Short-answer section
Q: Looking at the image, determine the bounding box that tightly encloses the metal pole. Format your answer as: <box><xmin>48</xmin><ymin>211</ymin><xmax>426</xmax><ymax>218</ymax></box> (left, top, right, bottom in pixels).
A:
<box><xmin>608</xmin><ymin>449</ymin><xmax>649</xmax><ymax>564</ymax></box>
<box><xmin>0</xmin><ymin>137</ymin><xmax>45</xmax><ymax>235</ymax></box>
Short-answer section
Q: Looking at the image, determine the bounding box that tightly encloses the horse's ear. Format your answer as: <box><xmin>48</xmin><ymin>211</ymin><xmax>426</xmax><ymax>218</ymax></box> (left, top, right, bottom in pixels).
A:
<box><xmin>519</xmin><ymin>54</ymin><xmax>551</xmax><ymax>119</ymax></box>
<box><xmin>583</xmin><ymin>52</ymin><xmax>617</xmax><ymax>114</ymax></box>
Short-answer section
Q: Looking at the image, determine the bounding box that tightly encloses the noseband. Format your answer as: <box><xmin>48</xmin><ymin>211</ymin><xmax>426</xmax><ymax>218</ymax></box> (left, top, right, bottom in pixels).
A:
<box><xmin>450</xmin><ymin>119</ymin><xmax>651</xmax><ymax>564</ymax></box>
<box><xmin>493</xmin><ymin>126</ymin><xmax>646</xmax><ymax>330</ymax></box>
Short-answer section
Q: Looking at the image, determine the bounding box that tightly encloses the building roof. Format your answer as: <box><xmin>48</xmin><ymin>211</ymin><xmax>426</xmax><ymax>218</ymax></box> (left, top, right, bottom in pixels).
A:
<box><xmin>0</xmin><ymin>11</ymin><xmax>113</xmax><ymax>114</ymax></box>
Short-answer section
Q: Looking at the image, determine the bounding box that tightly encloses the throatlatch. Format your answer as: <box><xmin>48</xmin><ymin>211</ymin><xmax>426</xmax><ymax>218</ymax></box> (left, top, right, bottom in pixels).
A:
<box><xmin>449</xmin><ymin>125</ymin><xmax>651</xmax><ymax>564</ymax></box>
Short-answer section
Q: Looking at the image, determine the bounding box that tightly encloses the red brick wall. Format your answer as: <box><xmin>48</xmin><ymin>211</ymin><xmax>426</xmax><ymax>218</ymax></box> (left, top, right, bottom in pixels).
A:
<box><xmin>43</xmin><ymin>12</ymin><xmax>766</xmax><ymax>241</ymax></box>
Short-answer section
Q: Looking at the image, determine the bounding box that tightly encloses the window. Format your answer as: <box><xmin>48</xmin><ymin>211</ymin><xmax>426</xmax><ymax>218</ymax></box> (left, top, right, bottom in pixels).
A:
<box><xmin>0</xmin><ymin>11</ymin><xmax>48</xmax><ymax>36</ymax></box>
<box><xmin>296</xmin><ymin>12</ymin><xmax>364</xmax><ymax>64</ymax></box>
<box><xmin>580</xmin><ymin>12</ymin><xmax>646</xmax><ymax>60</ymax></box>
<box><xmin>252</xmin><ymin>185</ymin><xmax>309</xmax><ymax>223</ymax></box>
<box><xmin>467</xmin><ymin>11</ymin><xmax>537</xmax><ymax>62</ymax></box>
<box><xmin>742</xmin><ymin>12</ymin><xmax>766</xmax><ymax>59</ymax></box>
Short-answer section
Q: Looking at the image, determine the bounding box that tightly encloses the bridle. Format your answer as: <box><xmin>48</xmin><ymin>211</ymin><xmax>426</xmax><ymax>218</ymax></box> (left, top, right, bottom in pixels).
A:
------------------------------------------------------------------------
■ Brief
Gather every line of the listing above that contains the string "bounding", with uppercase and lowercase letters treated as different.

■ Expected answer
Q: Looking at the image, determine the bounding box that tightly encloses the metal pole. Format your answer as: <box><xmin>48</xmin><ymin>211</ymin><xmax>426</xmax><ymax>218</ymax></box> (left, top, right, bottom in pixels).
Q: Looking at the image, determine the bounding box that tightly encloses the horse's ear. Format your answer as: <box><xmin>48</xmin><ymin>211</ymin><xmax>426</xmax><ymax>218</ymax></box> (left, top, right, bottom in pixels).
Q: Looking at the image, determine the bounding box that tightly encloses the noseband. Format your answer as: <box><xmin>48</xmin><ymin>211</ymin><xmax>426</xmax><ymax>218</ymax></box> (left, top, right, bottom in pixels).
Q: Looking at the image, determine the bounding box that tightly encloses the building roof. Format your answer as: <box><xmin>48</xmin><ymin>211</ymin><xmax>426</xmax><ymax>218</ymax></box> (left, top, right, bottom in pixels).
Q: Looking at the image, determine the bounding box that tightly encloses the throatlatch. Format your answer as: <box><xmin>48</xmin><ymin>211</ymin><xmax>426</xmax><ymax>218</ymax></box> (left, top, right, bottom in pixels).
Q: Looking at the image, determine the bounding box that tightly encloses the red brick wall. Format your answer as: <box><xmin>48</xmin><ymin>211</ymin><xmax>426</xmax><ymax>218</ymax></box> (left, top, right, bottom in pixels).
Q: Looking at the image, determine the bounding box that tightly encloses the window. Format your answer as: <box><xmin>48</xmin><ymin>211</ymin><xmax>426</xmax><ymax>218</ymax></box> (left, top, right, bottom in pixels).
Q: Looking at the image, determine the bounding box that tightly encloses the bridle. Format your answer as: <box><xmin>48</xmin><ymin>211</ymin><xmax>426</xmax><ymax>218</ymax></box> (left, top, right, bottom in pixels).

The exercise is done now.